QUOTED TEXT =
---------------
In my traveling dreams I am always trying to get somewhere. It is always dark, even if it is happening in the daytime. I am always driving or being driven somewhere in a car of dubious merit. Since becoming a parent, I often have my children with me. I am almost always lost and can’t find my way. Told you this would be easy to analyze.

 

In my traveling dream last night, my cousin Emily was driving and I was in the passenger seat. We had another woman with us in the back seat who was a friend or second cousin twice removed sort of person. She was a Ginger. We were trying to get somewhere so Emily could catch a plane. We were travelling all those little back roads and highways that used to be so common in the Midwest but every once in a while we would hit a terrifying freeway and have to get off. I took over driving and got lost and pulled into someone’s driveway to turn around. We ended up in a small town and the police started following us, then another police car came along side and pulled us over. They made us get out of the car. They thought that we were kidnapping the ginger-haired girl in the back seat. The female and male cops pulled the unnamed Ginger second cousin twice removed aside and then asked Emily to tell them the first name of the girls’ father’s father. Neither of us knew it though we racked our brains trying. Even though we didn’t know the name that would prove we knew the Ginger and were not kidnapping her, for some reason unexplained to us, the cops realized we were not kidnappers and let us go. We went to a cafeteria line where suddenly my cousin Amy and my sister Janet appeared and the second cousin twice removed disappeared. I put a plastic container of salad with edemame beans on my tray. Emily asked for the two taco plate. I decided I wanted tacos as well but did I still want the edemame salad? Emily insisted she was treating all of us. The dream ended before I knew what I decided to eat.

 

Sometimes all you can say about a dream, is “Life is like that.”
---------------
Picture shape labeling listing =
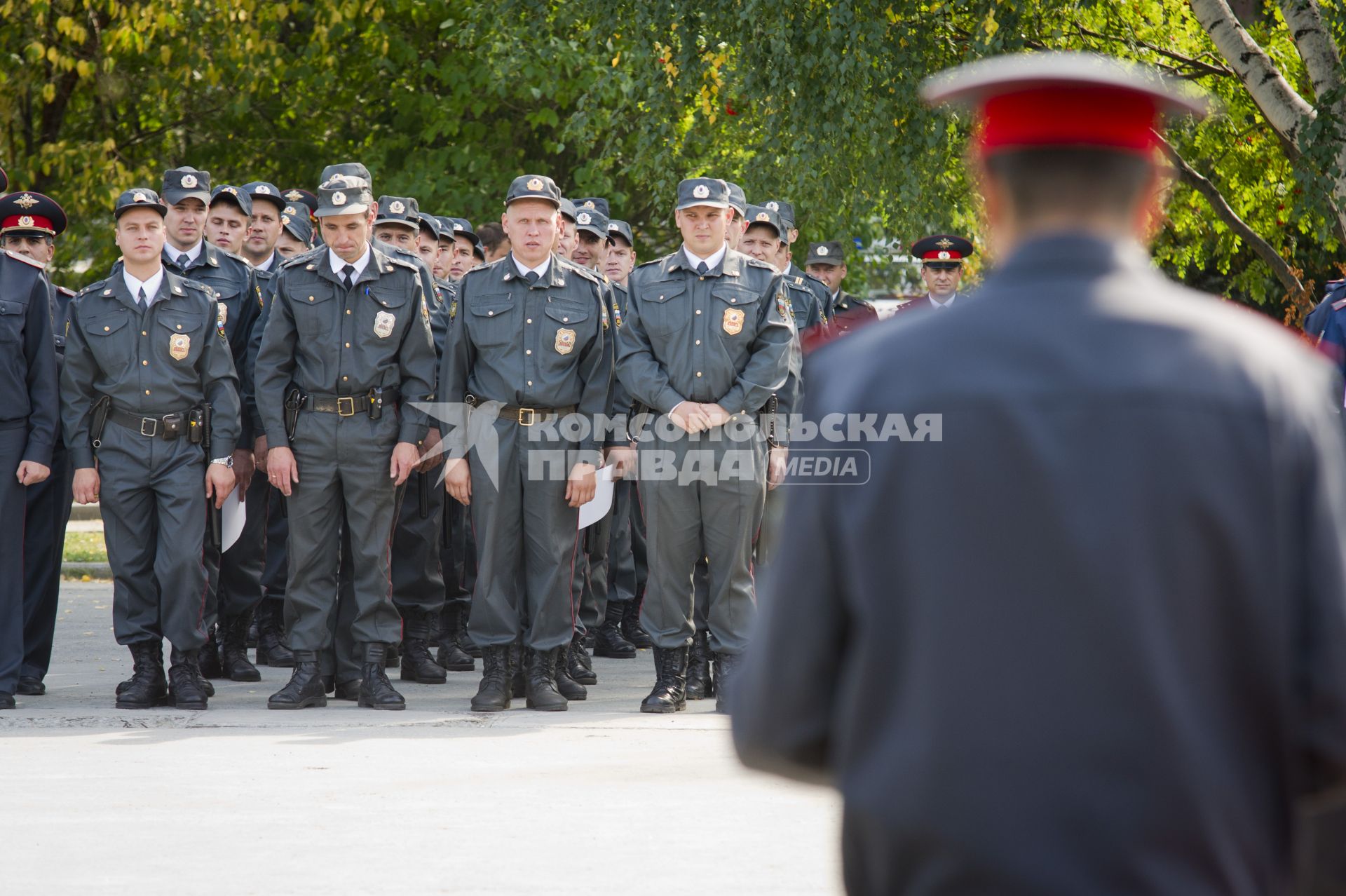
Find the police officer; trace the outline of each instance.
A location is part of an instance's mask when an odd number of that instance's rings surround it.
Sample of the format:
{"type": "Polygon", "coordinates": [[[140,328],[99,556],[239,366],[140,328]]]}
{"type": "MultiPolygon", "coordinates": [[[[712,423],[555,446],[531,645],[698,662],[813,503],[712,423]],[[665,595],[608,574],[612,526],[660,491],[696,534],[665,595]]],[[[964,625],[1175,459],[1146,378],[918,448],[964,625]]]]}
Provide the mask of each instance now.
{"type": "Polygon", "coordinates": [[[874,305],[841,289],[847,266],[845,246],[840,242],[810,242],[804,269],[810,277],[817,277],[832,291],[828,299],[832,319],[828,323],[835,335],[845,335],[879,319],[879,312],[875,311],[874,305]]]}
{"type": "Polygon", "coordinates": [[[327,702],[319,651],[332,640],[343,525],[361,646],[361,706],[402,709],[384,662],[401,620],[388,599],[398,487],[419,461],[433,394],[435,347],[424,265],[373,242],[369,182],[335,174],[319,188],[326,249],[281,265],[257,355],[267,475],[292,519],[285,600],[295,671],[271,709],[327,702]]]}
{"type": "Polygon", "coordinates": [[[521,639],[528,705],[567,708],[556,666],[573,634],[569,570],[579,506],[595,490],[594,424],[608,408],[612,348],[602,280],[553,252],[560,207],[551,178],[510,184],[501,218],[510,256],[463,277],[440,371],[443,400],[475,406],[448,421],[444,484],[468,505],[476,533],[476,712],[509,708],[509,647],[521,639]],[[470,440],[468,425],[482,432],[470,440]]]}
{"type": "MultiPolygon", "coordinates": [[[[55,238],[65,233],[66,213],[40,192],[15,192],[0,199],[0,248],[43,268],[55,257],[55,238]]],[[[50,289],[52,344],[57,373],[65,361],[66,315],[74,292],[52,285],[50,289]]],[[[22,696],[44,694],[42,679],[51,663],[51,639],[57,627],[57,600],[61,592],[61,560],[65,552],[66,523],[70,519],[70,478],[65,440],[57,428],[51,447],[51,474],[28,486],[27,514],[23,525],[23,666],[19,670],[22,696]]]]}
{"type": "MultiPolygon", "coordinates": [[[[179,277],[187,277],[210,287],[215,295],[217,318],[223,327],[225,338],[229,340],[234,369],[240,379],[238,389],[242,396],[246,396],[250,393],[249,378],[252,375],[248,366],[248,343],[261,311],[261,291],[257,287],[257,277],[246,261],[205,238],[211,204],[217,206],[215,217],[229,217],[230,219],[244,214],[244,203],[250,209],[252,202],[245,192],[237,187],[230,187],[230,190],[234,192],[217,191],[215,198],[222,195],[225,199],[213,203],[209,171],[182,167],[164,172],[163,200],[168,213],[164,218],[167,241],[163,248],[163,264],[179,277]]],[[[245,225],[246,217],[241,218],[241,222],[245,225]]],[[[218,227],[217,230],[227,229],[218,227]]],[[[234,479],[245,494],[253,476],[253,433],[249,417],[250,414],[242,420],[242,431],[238,433],[238,445],[233,455],[234,479]]],[[[219,587],[218,545],[206,545],[205,564],[210,587],[206,591],[206,644],[202,648],[201,671],[207,679],[225,678],[215,639],[219,587]]],[[[240,671],[245,675],[241,681],[257,681],[252,678],[256,670],[249,673],[246,667],[240,667],[240,671]]],[[[213,690],[214,687],[207,681],[207,692],[213,690]]]]}
{"type": "Polygon", "coordinates": [[[74,498],[100,502],[113,630],[135,661],[118,689],[120,709],[166,700],[206,708],[198,666],[206,643],[206,502],[218,511],[234,487],[240,432],[238,378],[217,299],[163,264],[166,213],[153,190],[117,196],[122,261],[70,304],[61,375],[74,498]]]}
{"type": "Polygon", "coordinates": [[[639,445],[665,461],[661,475],[641,461],[651,554],[642,623],[657,670],[641,710],[665,713],[685,706],[699,557],[709,561],[709,643],[721,681],[747,643],[752,535],[767,484],[754,418],[785,386],[794,339],[779,276],[725,244],[728,186],[693,178],[678,184],[677,199],[682,248],[631,273],[618,331],[622,385],[661,416],[639,445]]]}
{"type": "Polygon", "coordinates": [[[962,281],[962,260],[973,253],[972,241],[953,234],[935,234],[911,244],[911,254],[921,260],[921,278],[929,292],[892,309],[895,315],[952,308],[962,281]]]}
{"type": "MultiPolygon", "coordinates": [[[[4,180],[3,171],[0,180],[4,180]]],[[[58,217],[63,229],[65,214],[59,206],[38,195],[7,196],[0,203],[0,231],[8,237],[11,229],[16,233],[36,229],[55,235],[58,217]]],[[[13,694],[26,655],[27,560],[19,535],[24,531],[28,492],[51,475],[57,443],[57,351],[50,303],[51,285],[42,262],[8,249],[0,253],[0,309],[4,312],[0,313],[0,342],[4,343],[0,382],[8,396],[0,410],[0,529],[7,533],[0,539],[0,709],[15,706],[13,694]]],[[[46,521],[39,518],[34,523],[40,526],[46,521]]],[[[34,558],[34,562],[50,562],[50,552],[44,553],[47,557],[34,558]]]]}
---------------
WHAT THIS EXERCISE ASKS =
a) Name every person that the dream account mentions by first name.
b) Quote the dream account, starting with "In my traveling dreams" and going on through "easy to analyze.".

COMPLETED EXERCISE =
a) Emily, Amy, Janet

b)
In my traveling dreams I am always trying to get somewhere. It is always dark, even if it is happening in the daytime. I am always driving or being driven somewhere in a car of dubious merit. Since becoming a parent, I often have my children with me. I am almost always lost and can’t find my way. Told you this would be easy to analyze.